**LISTE DES TÂCHES**
**A)** D'après l'extrait sur l'histoire du ballon, de quoi la balle mésoaméricaine en caoutchouc était-elle remplie ?
**B)** Reproduisez le passage de l'extrait sur l'histoire du ballon qui commence par « C’est véritablement en » et se poursuit jusqu'à « considérable de balles. ».

**EXTRAIT DU TEXTE**

◇ ◇ ◇ ◇ ◇ ◇ ◇

Partie de Chinlon en Birmanie (à laquelle je n'ai pas participé pour d'évidentes raisons podologiques).

"Au Mexique", le football reconnaissant

Néanmoins, ceux à qui le ballon rond moderne doit tout, ceux sans qui rien n’aurait été possible sont également ceux chez qui le jeu de balle fut – il y a bien longtemps – un véritable prélude aux cérémonies rituelles et parfois aux sacrifices : les Aztèques et les Mayas.

Les civilisations mésoaméricaines considéraient le jeu de balle comme un jeu rituel basé sur des croyances religieuses. Il possédait une signification cosmologique complexe très importante. Il était à la fois un jeu et une forme de guerre rituelle. Le jeu se nommait pitz en maya classique, pok’ol pok en maya yucatèque, tlachtli ou ullamaliztli en náhuatl, ou encore taladzi en zapotèque.

Notons qu’à l’occasion de leurs « tournois » il n’était pas rare que l’on sacrifiât le capitaine de l’équipe perdante ce qui, tu t’en doutes, pimentait grandement le jeu.

C’est en particulier leur balle qui révolutionna le monde du ballon puisqu’elle fut la première fabriquée en caoutchouc. Contrairement à ses descendantes, cette balle mésoaméricaine était remplie d’eau et non d’air. Le caoutchouc fut l’élément essentiel du futur triomphe des jeux de balles et ballons. Toutes les conditions étaient réunies pour faire de ce matériau un futur grand favori dans la fabrication des balles occidentales : de merveilleuses capacités élastiques, un rebond incomparable et une souplesse admirable. Or le caoutchouc ne pousse pas sous le sabot d’un cheval gaulois.

Balle olmec (Mexique) en caoutchouc retrouvée lors de fouilles et datée de plusieurs siècles (pas de datation précise) © National Geographic
Balle olmec (Mexique) en caoutchouc retrouvée lors de fouilles et datée de plusieurs siècles (pas de datation précise) © National Geographic

Par manque de savoir-faire, le caoutchouc ne fut donc pas exploité dans le domaine de la baballe avant le XIXe siècle.

De la vessie au Wifi

C’est véritablement en 1890 que la production industrielle de caoutchouc se met en marche. Les vessies animales recouvertes de cuir et jusqu’alors utilisées partout en Europe pour les jeux de balle disparaissent peu à peu au profit de « vessies » en latex (la forme liquide dont est extrait le caoutchouc). Elles se gonflent facilement et sont moins fragiles que les vessies animales.

Parallèlement, en cette fin de XIXe siècle, les ouvriers anglais se voient généreusement allégés de leur obligation de travail le samedi. Le football autrefois sport de riche se démocratise. En 35 petites années, la Football Association britannique voit ainsi le nombre de clubs exploser passant en Angleterre de 50 à … 10 000 clubs de football. Une augmentation colossale qui exigea un nombre considérable de balles.

Si les vessies en latex ont remplacé les vessies animales, l’aspect de la balle ne change pas. L’extérieur est fait de bandes de cuir cousues entre elles. La nécessité de devoir regonfler régulièrement la vessie explique la présence d’une couture laissée ouverte et que l’on referme par un lacet.

◇ ◇ ◇ ◇ ◇ ◇ ◇

**ENREGISTREMENTS FOURNIS**
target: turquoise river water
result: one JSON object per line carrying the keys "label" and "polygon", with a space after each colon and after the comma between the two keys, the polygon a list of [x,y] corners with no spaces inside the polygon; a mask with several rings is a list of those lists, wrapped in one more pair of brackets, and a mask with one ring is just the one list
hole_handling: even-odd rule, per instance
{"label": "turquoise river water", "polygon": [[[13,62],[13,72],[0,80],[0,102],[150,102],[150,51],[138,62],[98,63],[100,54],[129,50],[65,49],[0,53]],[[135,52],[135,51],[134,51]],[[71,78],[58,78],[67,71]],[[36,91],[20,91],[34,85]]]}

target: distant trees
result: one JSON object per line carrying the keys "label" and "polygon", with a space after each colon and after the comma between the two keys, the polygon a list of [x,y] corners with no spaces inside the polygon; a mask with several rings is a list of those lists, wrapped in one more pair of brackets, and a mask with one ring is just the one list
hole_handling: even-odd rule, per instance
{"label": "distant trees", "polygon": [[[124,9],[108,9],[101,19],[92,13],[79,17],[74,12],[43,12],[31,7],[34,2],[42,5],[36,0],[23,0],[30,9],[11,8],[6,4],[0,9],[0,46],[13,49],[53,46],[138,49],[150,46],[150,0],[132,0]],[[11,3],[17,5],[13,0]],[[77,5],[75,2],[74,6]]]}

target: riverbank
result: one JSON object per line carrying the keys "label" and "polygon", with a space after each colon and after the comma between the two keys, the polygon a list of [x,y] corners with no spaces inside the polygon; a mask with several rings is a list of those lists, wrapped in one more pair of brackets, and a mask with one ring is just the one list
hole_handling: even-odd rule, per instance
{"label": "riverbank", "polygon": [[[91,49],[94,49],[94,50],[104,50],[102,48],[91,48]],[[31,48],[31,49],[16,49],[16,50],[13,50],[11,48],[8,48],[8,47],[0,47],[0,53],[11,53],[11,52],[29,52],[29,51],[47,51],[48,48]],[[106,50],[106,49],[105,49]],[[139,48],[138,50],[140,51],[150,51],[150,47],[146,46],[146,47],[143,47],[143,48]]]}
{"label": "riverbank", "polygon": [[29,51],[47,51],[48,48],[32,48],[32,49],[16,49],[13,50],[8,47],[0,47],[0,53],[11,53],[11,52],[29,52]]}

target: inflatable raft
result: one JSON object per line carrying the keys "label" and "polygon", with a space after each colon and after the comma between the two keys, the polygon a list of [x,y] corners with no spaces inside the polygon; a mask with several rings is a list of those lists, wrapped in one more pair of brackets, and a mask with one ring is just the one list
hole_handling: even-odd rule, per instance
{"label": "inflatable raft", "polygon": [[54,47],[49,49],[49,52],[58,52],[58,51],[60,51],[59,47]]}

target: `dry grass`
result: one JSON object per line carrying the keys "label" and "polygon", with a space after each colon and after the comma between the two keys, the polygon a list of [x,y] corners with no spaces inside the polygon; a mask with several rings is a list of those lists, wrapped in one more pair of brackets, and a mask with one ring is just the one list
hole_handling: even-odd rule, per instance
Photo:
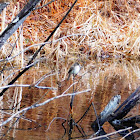
{"label": "dry grass", "polygon": [[[47,2],[45,0],[38,6]],[[17,47],[12,56],[22,50],[20,50],[21,44],[25,49],[30,45],[43,42],[72,3],[72,0],[56,1],[32,12],[23,23],[23,42],[17,41]],[[24,5],[23,0],[10,2],[1,15],[1,31]],[[41,53],[54,60],[56,57],[57,59],[65,57],[77,59],[78,57],[92,60],[100,57],[137,59],[140,54],[139,7],[138,0],[79,0],[51,38],[52,41],[60,38],[61,40],[45,45]],[[11,48],[10,44],[15,43],[19,33],[20,30],[9,38],[1,58],[8,56],[10,49],[7,50],[7,48]],[[64,36],[67,37],[63,38]],[[31,47],[25,54],[33,53],[37,48],[38,46]]]}

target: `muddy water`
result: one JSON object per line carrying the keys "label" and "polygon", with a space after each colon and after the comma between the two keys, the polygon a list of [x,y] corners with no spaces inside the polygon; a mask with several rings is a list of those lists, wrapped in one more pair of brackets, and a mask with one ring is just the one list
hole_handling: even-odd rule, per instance
{"label": "muddy water", "polygon": [[[70,65],[71,64],[67,63],[58,64],[56,67],[36,65],[26,72],[16,84],[31,85],[31,87],[12,87],[1,97],[0,108],[6,109],[0,112],[1,122],[19,110],[63,94],[73,83],[72,79],[69,81],[66,80]],[[12,70],[5,71],[5,77],[12,72]],[[40,82],[39,86],[53,87],[56,89],[50,90],[34,87],[37,81],[44,75],[46,78]],[[87,110],[91,101],[94,102],[97,114],[99,114],[112,96],[120,94],[122,97],[121,102],[123,102],[135,91],[140,85],[140,62],[86,62],[74,82],[77,82],[74,85],[75,91],[90,89],[89,92],[83,92],[74,98],[72,115],[74,121],[77,122]],[[73,86],[64,94],[72,92]],[[13,109],[13,107],[15,108]],[[128,115],[140,115],[139,108],[139,105],[137,105]],[[54,99],[43,106],[30,109],[17,115],[16,118],[1,127],[1,139],[68,139],[69,115],[70,96]],[[20,117],[20,119],[17,120],[17,117]],[[91,107],[86,116],[78,123],[79,128],[83,130],[87,136],[94,133],[91,129],[91,123],[95,119],[95,113],[93,107]],[[54,121],[51,122],[52,120]],[[114,131],[108,123],[105,123],[103,128],[107,133]],[[4,136],[2,137],[2,135]],[[82,134],[75,126],[71,136],[73,139],[82,139]],[[118,139],[118,135],[113,137],[113,139],[115,138]]]}

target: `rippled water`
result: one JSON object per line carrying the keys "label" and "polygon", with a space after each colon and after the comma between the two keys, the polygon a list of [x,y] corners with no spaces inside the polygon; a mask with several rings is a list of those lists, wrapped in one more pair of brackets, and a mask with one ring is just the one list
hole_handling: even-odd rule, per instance
{"label": "rippled water", "polygon": [[[55,71],[51,72],[51,66],[43,65],[31,68],[26,72],[16,84],[32,84],[32,86],[30,88],[11,87],[4,93],[4,96],[1,97],[0,105],[0,108],[4,109],[0,112],[1,122],[19,110],[63,94],[73,83],[72,79],[70,81],[65,80],[69,67],[70,65],[67,64],[59,64],[58,67],[53,68]],[[11,72],[12,70],[6,71],[5,77]],[[54,87],[56,90],[34,87],[34,84],[46,74],[48,77],[44,78],[39,86]],[[90,89],[89,92],[78,94],[74,98],[72,115],[74,121],[77,122],[85,113],[91,101],[94,102],[97,114],[99,114],[112,96],[120,94],[122,96],[122,103],[133,91],[135,91],[140,85],[140,62],[87,62],[84,64],[74,82],[77,82],[74,85],[74,89],[77,92]],[[65,94],[72,92],[73,86],[69,88]],[[13,109],[13,107],[15,108]],[[128,115],[140,115],[139,105],[137,105]],[[20,119],[17,117],[20,117]],[[26,112],[17,115],[9,123],[1,127],[1,139],[68,139],[69,117],[70,96],[54,99],[45,105],[27,110]],[[86,116],[78,123],[78,127],[80,130],[83,130],[87,136],[90,136],[94,134],[91,123],[95,119],[93,107],[90,107]],[[52,120],[54,121],[51,122]],[[107,133],[115,131],[108,123],[105,123],[103,128]],[[2,137],[2,135],[5,136]],[[71,136],[73,139],[82,139],[82,134],[76,126],[73,128]],[[89,136],[86,138],[89,138]],[[118,135],[113,137],[113,139],[115,138],[118,139]]]}

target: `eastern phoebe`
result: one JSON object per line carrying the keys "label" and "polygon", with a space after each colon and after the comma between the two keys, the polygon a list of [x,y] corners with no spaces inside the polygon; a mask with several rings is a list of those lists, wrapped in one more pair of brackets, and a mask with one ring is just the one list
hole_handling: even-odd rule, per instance
{"label": "eastern phoebe", "polygon": [[74,65],[72,65],[68,71],[69,76],[67,80],[69,80],[71,74],[73,74],[73,76],[75,77],[79,73],[80,68],[81,66],[78,62],[74,63]]}

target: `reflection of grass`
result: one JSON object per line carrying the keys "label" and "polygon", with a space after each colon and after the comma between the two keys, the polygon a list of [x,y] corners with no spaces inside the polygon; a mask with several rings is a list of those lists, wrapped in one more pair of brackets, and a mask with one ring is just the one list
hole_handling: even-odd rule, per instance
{"label": "reflection of grass", "polygon": [[[65,15],[72,2],[72,0],[57,1],[35,10],[23,24],[23,46],[28,47],[43,42]],[[39,6],[45,3],[47,1],[43,1]],[[3,13],[2,28],[23,6],[24,3],[21,0],[10,3],[6,13]],[[52,40],[72,34],[75,36],[64,38],[53,44],[46,44],[43,55],[48,56],[49,54],[48,58],[51,60],[52,56],[55,56],[54,60],[56,57],[64,58],[66,56],[68,58],[80,56],[80,58],[89,59],[98,57],[135,59],[139,56],[140,49],[139,7],[137,1],[87,0],[85,2],[80,0],[56,31]],[[20,30],[13,34],[9,41],[14,43],[19,33]],[[8,44],[5,45],[5,49],[8,47],[9,50],[11,46]],[[12,55],[21,51],[18,49],[18,46],[20,48],[22,44],[21,40],[16,44],[17,47]],[[37,48],[32,47],[30,51],[35,51]],[[3,53],[1,58],[4,58]],[[21,58],[23,59],[23,56]],[[19,60],[19,57],[17,59]]]}

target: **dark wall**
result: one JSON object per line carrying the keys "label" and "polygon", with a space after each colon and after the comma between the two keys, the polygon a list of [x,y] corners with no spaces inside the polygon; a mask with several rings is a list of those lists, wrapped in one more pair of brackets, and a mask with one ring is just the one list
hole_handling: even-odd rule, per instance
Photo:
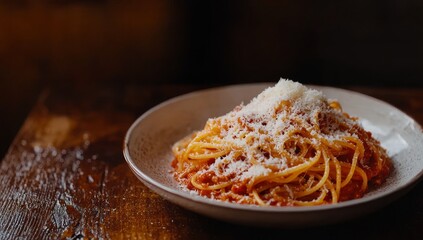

◇ ◇ ◇ ◇ ◇ ◇ ◇

**CORRIGÉ DES TÂCHES**
**A)** Elle était remplie d'eau, et non d'air.

**B)**
C’est véritablement en 1890 que la production industrielle de caoutchouc se met en marche. Les vessies animales recouvertes de cuir et jusqu’alors utilisées partout en Europe pour les jeux de balle disparaissent peu à peu au profit de « vessies » en latex (la forme liquide dont est extrait le caoutchouc). Elles se gonflent facilement et sont moins fragiles que les vessies animales.

Parallèlement, en cette fin de XIXe siècle, les ouvriers anglais se voient généreusement allégés de leur obligation de travail le samedi. Le football autrefois sport de riche se démocratise. En 35 petites années, la Football Association britannique voit ainsi le nombre de clubs exploser passant en Angleterre de 50 à … 10 000 clubs de football. Une augmentation colossale qui exigea un nombre considérable de balles.